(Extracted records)

* * * * * * *

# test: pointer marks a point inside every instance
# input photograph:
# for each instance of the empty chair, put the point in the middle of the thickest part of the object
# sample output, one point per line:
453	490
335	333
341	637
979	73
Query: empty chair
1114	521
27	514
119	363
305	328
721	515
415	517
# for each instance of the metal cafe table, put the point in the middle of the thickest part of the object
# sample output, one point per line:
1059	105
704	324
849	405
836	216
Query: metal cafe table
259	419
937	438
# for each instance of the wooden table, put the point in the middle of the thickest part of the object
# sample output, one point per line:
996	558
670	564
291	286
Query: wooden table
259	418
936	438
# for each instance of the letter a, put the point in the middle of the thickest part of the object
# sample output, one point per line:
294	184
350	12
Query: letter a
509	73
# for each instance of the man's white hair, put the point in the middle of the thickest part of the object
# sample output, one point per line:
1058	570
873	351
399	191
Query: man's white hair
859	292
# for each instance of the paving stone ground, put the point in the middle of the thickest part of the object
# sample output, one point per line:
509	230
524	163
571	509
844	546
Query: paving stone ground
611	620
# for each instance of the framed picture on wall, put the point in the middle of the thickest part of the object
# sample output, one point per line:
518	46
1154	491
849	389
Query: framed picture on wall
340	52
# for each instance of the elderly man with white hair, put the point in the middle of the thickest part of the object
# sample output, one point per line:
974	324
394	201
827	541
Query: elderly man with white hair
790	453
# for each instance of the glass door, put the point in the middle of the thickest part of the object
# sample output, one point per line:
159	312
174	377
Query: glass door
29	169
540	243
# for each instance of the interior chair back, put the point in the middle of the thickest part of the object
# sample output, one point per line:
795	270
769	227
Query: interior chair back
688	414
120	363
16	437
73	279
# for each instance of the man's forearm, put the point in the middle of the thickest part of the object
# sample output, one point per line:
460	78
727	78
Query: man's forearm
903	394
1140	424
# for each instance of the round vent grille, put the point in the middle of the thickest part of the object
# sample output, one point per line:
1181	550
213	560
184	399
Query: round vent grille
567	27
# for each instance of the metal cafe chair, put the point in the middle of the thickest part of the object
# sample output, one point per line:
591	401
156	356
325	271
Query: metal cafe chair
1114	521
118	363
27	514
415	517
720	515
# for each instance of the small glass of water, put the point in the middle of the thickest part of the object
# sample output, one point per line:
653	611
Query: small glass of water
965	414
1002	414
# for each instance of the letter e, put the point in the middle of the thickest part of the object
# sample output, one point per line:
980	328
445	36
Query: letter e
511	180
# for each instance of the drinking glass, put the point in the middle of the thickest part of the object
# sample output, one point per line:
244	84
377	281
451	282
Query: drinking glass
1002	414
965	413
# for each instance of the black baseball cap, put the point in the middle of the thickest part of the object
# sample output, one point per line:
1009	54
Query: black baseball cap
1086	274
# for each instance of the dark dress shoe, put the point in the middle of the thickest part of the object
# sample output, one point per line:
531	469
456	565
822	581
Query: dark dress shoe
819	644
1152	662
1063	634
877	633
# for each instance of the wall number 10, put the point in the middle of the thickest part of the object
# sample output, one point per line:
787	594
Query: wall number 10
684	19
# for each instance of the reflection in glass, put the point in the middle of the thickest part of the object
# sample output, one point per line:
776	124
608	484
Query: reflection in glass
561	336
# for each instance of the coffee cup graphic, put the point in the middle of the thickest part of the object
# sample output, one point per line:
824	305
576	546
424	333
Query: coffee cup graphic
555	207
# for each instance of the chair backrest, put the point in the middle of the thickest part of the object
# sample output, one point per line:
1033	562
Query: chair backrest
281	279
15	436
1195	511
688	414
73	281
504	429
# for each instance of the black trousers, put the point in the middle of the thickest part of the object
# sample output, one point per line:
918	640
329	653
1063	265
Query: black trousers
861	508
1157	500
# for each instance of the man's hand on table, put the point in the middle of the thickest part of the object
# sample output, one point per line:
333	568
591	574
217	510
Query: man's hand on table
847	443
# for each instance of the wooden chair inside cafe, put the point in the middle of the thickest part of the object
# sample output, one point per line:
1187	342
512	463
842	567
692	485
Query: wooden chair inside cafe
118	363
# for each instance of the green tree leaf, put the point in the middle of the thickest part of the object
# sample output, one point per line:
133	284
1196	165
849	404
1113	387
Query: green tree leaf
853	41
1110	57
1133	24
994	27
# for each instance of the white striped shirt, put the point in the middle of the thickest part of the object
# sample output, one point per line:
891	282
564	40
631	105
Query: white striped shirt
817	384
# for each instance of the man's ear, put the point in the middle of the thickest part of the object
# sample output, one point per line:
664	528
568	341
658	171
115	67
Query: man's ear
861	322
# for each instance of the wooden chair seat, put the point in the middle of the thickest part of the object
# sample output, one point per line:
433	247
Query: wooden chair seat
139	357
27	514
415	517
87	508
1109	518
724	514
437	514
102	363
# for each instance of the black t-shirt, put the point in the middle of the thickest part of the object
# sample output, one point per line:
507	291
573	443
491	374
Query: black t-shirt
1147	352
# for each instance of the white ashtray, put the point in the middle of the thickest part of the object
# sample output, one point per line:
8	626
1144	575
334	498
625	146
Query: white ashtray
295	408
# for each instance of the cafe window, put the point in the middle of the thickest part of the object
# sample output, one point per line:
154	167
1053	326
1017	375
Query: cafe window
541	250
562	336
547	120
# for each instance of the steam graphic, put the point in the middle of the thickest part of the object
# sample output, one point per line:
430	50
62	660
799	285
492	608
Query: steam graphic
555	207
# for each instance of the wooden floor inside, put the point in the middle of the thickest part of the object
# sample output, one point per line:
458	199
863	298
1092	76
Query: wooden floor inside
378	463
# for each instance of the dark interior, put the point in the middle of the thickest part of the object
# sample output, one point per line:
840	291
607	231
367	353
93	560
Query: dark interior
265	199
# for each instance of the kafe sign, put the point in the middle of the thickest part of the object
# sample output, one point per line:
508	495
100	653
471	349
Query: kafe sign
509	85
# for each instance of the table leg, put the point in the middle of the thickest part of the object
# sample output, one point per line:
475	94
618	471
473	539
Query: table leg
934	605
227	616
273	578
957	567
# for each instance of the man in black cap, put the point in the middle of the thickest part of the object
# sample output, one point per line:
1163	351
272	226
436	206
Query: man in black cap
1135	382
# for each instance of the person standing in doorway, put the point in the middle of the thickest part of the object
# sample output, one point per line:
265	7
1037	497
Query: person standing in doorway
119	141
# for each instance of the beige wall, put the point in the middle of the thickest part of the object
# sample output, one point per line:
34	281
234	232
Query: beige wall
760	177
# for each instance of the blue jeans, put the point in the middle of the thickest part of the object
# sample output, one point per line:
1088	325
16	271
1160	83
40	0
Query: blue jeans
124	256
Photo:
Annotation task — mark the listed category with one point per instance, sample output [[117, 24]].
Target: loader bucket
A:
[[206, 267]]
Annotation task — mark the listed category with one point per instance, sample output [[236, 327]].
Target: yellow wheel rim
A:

* * * * * * *

(WORK TO BE COMPLETED): Among the entries above, how many lines include the word "task"? Give the number with no comment.

(WRITTEN SOLUTION): 2